▶ _SET TASK_: Quote the passage from the biography of Menachem Brod below verbatim, starting at "Israeli rabbi" and ending at "and Kefar Chabad.".

▶ _DOCUMENT_:
>> BEGIN
= Menachem Brod =

Israeli rabbi

Rabbi Menachem Brod (מנחם ברוד; or last name alternative spelled Brodt; born 9 December 1959) is a senior Chabad rabbi from Kfar Chabad, Israel. He is the spokesman of the Chabad youth movement center Tze'irei Agudas Chabad in Israel and the editor of the nationally distributed Chabad weekly pamphlet Sichat HaShavua. After the passing of previous Chabad spokesman Berke Volf, Brod became almost the only official Chabad spokesman in the Israeli media. He also has a regular column in the local weekly magazine known as the Kfar Chabad and is considered a popular Haredi writer.

== Life ==
Brod was born in Ches Kislev 5720 on 9 December 1959 in Riga, Latvia. At age five his family made an Aliyah to Eretz Yisrael. In his teens, he learnt in the Chabad Yeshiva in Lod and Kefar Chabad.
>> END
▶ _DATA EXCERPT_:
>> BEGIN
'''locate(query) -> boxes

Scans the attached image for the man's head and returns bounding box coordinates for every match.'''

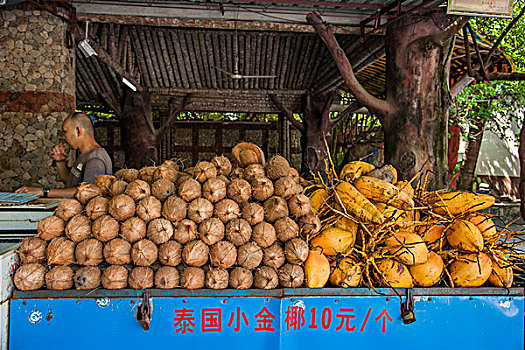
[62,112,95,149]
>> END
▶ _SOLUTION BELOW_:
Israeli rabbi

Rabbi Menachem Brod (מנחם ברוד; or last name alternative spelled Brodt; born 9 December 1959) is a senior Chabad rabbi from Kfar Chabad, Israel. He is the spokesman of the Chabad youth movement center Tze'irei Agudas Chabad in Israel and the editor of the nationally distributed Chabad weekly pamphlet Sichat HaShavua. After the passing of previous Chabad spokesman Berke Volf, Brod became almost the only official Chabad spokesman in the Israeli media. He also has a regular column in the local weekly magazine known as the Kfar Chabad and is considered a popular Haredi writer.

== Life ==
Brod was born in Ches Kislev 5720 on 9 December 1959 in Riga, Latvia. At age five his family made an Aliyah to Eretz Yisrael. In his teens, he learnt in the Chabad Yeshiva in Lod and Kefar Chabad.